→ Data for processing:

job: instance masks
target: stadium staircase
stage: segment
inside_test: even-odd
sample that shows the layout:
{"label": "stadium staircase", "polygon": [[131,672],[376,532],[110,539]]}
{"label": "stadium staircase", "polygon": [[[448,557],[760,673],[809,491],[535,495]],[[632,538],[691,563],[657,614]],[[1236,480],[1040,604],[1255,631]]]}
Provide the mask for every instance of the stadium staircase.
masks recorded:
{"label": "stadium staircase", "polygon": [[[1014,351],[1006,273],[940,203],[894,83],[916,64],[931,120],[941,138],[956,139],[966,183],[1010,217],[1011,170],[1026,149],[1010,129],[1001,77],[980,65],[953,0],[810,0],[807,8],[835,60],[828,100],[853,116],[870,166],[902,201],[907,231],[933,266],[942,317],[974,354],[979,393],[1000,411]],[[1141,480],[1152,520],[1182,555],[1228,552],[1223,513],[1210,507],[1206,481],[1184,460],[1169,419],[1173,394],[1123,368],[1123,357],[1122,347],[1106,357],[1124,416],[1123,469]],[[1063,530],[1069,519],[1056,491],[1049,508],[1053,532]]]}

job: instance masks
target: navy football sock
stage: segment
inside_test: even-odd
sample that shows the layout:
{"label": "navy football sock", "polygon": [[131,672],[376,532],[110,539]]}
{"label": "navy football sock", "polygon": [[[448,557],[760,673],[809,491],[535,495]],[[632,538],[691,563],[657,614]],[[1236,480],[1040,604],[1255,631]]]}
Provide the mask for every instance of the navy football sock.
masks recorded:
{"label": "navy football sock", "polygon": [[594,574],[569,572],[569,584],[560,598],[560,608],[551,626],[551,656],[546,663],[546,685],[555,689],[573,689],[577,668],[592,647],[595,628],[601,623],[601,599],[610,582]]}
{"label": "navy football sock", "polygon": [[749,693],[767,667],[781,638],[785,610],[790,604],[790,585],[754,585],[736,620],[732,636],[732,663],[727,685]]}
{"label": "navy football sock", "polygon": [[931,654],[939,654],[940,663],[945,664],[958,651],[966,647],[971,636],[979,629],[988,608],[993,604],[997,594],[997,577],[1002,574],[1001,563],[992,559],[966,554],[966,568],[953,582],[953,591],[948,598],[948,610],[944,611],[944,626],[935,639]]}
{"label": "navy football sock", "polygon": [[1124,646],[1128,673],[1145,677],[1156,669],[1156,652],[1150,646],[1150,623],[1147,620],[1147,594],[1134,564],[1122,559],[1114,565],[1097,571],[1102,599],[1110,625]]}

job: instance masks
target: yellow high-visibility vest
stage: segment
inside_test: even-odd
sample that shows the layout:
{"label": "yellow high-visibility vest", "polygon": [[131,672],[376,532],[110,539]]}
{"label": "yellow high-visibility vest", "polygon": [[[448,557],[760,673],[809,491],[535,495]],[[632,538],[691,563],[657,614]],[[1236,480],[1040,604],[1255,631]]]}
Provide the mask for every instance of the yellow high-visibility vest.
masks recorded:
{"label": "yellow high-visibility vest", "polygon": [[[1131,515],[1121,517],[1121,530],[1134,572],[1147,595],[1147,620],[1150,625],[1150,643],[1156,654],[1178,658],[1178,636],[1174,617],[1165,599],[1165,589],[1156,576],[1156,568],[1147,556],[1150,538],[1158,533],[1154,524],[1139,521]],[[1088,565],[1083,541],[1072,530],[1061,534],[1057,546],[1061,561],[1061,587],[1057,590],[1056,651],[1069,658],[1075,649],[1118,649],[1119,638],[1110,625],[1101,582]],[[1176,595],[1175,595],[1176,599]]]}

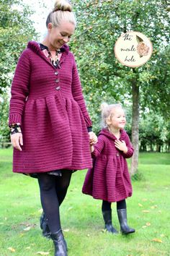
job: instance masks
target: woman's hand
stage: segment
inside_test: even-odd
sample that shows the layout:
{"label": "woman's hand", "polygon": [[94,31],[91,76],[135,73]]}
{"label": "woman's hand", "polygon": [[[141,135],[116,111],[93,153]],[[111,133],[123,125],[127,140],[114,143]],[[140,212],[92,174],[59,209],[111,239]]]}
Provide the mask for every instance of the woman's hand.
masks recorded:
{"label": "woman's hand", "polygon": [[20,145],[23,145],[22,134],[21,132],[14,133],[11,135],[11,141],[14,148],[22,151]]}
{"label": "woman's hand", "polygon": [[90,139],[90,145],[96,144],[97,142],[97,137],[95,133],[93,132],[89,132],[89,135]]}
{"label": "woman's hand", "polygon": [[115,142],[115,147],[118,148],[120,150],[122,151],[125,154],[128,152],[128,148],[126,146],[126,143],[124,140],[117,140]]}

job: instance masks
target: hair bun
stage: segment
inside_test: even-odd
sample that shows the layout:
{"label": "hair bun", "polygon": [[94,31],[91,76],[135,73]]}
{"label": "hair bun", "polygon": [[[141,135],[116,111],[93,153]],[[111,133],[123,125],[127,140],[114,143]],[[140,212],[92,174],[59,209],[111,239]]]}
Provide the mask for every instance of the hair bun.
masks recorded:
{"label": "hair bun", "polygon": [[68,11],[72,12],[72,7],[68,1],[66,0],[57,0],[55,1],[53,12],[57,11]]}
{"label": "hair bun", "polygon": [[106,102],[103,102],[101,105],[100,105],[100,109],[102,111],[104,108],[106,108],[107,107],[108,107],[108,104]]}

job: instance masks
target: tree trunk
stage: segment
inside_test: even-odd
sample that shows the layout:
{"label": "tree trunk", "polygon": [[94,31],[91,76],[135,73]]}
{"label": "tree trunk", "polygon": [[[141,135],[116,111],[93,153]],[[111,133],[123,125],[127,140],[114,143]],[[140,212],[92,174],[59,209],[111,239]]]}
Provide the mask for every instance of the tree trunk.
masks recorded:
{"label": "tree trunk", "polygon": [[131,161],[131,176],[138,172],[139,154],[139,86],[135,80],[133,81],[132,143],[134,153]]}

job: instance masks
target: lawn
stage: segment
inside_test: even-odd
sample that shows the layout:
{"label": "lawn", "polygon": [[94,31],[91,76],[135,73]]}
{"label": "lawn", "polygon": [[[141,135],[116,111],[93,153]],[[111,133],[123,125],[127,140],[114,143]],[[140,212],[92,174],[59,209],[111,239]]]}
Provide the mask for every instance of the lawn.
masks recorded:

...

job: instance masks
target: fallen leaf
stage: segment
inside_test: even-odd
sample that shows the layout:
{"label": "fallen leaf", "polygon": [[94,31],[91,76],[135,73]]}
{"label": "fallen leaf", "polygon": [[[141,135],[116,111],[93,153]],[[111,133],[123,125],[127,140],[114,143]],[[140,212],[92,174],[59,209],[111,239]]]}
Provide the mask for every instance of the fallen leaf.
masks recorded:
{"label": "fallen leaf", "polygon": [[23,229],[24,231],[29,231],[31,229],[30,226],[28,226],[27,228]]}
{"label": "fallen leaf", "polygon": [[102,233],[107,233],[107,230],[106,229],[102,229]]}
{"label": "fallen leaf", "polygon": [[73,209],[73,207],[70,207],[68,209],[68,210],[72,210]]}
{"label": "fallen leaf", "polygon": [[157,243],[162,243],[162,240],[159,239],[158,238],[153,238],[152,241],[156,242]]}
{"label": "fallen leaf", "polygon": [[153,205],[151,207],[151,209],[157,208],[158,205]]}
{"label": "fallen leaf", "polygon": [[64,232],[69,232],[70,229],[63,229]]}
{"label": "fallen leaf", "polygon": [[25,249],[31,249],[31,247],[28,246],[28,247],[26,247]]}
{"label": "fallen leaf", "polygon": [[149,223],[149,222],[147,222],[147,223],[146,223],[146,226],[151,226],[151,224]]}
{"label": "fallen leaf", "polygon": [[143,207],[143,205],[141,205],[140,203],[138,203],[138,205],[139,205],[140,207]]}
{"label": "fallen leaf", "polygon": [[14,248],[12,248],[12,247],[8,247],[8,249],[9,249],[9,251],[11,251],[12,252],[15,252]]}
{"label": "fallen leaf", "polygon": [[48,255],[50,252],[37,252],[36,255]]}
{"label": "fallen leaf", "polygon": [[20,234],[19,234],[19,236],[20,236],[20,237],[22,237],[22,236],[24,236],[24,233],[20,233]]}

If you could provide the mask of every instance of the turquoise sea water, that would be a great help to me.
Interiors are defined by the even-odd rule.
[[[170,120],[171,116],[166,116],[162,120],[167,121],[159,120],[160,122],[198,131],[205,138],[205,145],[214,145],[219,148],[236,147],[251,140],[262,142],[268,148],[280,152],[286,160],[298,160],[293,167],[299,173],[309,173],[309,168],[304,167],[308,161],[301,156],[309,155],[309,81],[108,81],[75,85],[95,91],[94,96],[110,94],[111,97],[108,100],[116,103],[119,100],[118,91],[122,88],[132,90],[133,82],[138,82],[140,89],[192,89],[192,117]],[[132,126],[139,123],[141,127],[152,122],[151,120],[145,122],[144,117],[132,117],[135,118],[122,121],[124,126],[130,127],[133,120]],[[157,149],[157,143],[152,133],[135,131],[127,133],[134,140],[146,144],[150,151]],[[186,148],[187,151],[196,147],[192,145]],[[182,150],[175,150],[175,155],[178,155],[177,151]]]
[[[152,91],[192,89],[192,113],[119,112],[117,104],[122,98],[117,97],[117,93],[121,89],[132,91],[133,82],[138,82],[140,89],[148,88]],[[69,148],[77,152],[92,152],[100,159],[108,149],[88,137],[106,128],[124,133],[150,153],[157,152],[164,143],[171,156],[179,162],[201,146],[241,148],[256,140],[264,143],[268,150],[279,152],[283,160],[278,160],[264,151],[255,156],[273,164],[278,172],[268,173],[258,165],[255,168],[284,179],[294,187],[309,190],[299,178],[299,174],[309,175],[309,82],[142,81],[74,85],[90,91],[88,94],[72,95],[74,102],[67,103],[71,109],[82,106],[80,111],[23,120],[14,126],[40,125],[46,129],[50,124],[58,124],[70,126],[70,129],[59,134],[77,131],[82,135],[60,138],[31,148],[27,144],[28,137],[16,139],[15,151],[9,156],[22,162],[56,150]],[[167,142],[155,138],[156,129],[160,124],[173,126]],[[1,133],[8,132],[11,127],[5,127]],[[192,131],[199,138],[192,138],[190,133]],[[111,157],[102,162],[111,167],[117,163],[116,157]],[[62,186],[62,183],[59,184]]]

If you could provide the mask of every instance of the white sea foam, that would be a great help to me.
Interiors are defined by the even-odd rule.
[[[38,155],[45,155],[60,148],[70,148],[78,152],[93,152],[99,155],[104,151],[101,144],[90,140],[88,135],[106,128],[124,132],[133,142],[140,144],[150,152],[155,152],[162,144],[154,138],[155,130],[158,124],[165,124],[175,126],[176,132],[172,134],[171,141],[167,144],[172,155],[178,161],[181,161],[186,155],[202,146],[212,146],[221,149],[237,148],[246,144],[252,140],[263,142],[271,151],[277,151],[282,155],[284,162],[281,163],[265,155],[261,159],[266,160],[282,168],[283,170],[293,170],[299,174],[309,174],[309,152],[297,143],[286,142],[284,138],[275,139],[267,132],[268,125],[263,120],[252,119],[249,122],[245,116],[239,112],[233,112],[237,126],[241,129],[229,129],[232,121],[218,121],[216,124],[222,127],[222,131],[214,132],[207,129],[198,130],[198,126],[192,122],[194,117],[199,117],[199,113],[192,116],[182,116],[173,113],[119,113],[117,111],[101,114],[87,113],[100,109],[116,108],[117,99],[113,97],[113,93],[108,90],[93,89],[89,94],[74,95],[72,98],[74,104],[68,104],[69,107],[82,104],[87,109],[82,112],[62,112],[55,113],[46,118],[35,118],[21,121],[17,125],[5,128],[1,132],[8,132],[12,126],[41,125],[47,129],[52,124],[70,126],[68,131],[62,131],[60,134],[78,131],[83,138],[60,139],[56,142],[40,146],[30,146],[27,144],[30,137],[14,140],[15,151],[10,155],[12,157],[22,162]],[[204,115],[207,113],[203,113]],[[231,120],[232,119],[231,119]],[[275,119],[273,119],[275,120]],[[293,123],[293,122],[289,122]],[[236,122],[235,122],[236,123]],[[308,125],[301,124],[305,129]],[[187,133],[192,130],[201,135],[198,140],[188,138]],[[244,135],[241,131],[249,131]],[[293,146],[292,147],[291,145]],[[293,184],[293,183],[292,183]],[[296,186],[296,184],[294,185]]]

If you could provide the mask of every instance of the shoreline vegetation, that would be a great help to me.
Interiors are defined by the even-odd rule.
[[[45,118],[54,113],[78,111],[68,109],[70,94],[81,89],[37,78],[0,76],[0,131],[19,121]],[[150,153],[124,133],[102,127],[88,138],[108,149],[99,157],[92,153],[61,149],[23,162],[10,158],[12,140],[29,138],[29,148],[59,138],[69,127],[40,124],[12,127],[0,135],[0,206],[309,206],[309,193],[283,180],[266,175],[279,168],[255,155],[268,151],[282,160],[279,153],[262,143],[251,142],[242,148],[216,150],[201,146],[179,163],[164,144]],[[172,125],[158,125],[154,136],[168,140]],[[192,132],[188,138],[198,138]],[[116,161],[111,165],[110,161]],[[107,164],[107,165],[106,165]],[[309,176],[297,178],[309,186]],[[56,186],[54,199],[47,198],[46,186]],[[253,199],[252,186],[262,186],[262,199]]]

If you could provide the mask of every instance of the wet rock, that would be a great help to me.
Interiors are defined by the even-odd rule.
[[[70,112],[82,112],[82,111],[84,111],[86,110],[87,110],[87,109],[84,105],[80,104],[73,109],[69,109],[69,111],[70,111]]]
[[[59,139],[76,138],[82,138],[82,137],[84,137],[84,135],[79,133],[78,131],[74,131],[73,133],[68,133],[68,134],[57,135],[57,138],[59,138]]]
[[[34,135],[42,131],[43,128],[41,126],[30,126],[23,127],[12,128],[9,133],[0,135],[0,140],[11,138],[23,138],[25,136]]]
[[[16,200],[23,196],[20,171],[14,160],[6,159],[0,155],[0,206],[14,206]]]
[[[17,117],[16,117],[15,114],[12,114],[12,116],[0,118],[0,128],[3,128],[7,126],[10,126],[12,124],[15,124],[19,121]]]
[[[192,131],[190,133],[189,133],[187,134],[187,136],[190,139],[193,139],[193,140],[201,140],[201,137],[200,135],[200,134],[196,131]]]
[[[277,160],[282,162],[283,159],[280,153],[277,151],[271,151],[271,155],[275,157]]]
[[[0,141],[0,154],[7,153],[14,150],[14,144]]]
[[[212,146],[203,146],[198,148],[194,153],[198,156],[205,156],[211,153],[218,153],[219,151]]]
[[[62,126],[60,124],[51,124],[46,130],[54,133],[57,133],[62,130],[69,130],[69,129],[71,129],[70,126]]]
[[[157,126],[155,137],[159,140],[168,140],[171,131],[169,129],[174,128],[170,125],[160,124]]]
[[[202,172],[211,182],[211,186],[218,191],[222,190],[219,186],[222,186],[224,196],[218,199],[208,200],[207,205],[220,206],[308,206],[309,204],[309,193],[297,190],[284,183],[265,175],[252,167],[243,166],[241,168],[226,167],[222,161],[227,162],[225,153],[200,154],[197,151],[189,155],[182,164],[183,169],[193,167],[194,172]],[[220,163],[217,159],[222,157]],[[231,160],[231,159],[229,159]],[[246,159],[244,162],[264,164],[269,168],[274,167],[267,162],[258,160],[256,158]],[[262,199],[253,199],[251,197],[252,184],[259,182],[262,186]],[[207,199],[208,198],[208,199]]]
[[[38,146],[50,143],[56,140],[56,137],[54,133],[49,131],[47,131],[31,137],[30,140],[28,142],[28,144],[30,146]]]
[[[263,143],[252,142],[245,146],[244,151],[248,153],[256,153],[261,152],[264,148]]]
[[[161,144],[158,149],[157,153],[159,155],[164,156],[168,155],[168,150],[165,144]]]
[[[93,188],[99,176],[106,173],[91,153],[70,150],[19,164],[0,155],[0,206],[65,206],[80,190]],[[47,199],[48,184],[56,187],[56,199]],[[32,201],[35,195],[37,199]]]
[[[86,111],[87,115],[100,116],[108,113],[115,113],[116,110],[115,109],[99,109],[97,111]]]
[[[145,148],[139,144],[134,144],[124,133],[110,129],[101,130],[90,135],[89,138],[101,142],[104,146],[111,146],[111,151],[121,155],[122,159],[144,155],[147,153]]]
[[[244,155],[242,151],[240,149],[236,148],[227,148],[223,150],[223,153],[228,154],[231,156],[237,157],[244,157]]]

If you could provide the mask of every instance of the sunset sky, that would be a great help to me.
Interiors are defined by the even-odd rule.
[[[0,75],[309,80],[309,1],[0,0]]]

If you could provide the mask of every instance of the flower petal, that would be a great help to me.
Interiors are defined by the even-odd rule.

==

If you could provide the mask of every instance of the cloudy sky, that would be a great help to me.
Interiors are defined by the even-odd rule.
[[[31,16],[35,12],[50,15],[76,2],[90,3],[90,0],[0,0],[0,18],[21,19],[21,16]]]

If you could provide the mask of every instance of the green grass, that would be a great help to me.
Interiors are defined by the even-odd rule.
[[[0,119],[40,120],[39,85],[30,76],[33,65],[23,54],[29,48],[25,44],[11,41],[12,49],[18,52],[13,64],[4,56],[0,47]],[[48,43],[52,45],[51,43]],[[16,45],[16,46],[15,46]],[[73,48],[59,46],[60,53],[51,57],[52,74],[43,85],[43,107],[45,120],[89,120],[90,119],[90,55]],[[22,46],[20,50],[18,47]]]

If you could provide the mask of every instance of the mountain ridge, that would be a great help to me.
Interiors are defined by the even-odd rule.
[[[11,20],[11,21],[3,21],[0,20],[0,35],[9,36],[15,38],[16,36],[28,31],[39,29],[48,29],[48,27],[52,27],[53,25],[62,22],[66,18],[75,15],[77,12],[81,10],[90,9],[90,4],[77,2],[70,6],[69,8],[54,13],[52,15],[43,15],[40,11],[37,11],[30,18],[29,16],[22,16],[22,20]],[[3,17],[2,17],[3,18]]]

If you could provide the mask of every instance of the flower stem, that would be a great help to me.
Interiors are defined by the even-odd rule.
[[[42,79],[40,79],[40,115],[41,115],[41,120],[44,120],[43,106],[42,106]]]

→ Short task: Arrange the lines from the one containing "of the sunset" through the one containing "[[[0,75],[309,80],[309,1],[0,0]]]" in the records above as a JSON list of strings, with one string per line and blank lines omitted.

→ Answer to the task:
[
  "If you could provide the mask of every instance of the sunset sky, that would be a great help to me.",
  "Interiors are defined by the even-odd rule.",
  "[[[0,75],[309,80],[309,1],[0,0]]]"
]